* _DOCUMENT PASSAGE_:
Yesterday I talked about how annoying deliciously ironic it is that the thing that sucks most can so often end up morphing into the best thing that ever happened (even though at the time it was awful and we still wouldn’t do it again).
And I said I had a list of “Things I’m Going To Be Insanely Grateful For Later On” for my agonizing months of not being able to use my arms.
Here it is. Eight of them.
Some of these have to do with my business. Some are — very — personal. Some are long. Some are short. And each one makes me shake my head in a mix of aggravation and bewilderment, awe and wonder.
Thing 1: I’m over my fear of having a staff.
Over the past year or so, I’ve watched biggified friends (like Mark Silver) and other colleagues start hiring part-time or full-time assistants to work with them in their actual office.
Gah. Terrifying.
Okay, I have an excellent virtual assistant who works in Texas. And I have the lovely Marissa, my personal assistant and shining star, who is in Indiana. And I have a guy in Germany who sets up my workshops in Europe. And a part-time programs coordinator.
But it’s all extremely …. you know, online.
The thought of having someone in my home has always seemed like a total nightmare. For one thing, my desk is a chaise lounge and I have a trampoline in the middle of my office.
For another, one of the perks of working from home is the pajamas.
In the meantime, I’ve been getting time-management help and um, “productivity” coaching from the amazing Cairene McDonald. Who, by the way, will kill me for just having used the word “productivity” because she despises that word. With a passion.

* _SUPPLIED INFORMATION_:
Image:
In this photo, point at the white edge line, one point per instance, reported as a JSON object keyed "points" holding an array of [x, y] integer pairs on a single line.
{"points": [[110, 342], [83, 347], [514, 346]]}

* _TASK_: From the post about things to be grateful for later, pull out the part that opens with the words containing "Gah. Terrifying." and closes with "part-time programs coordinator.", copied word for word.

* _SOLUTION_:
Gah. Terrifying.
Okay, I have an excellent virtual assistant who works in Texas. And I have the lovely Marissa, my personal assistant and shining star, who is in Indiana. And I have a guy in Germany who sets up my workshops in Europe. And a part-time programs coordinator.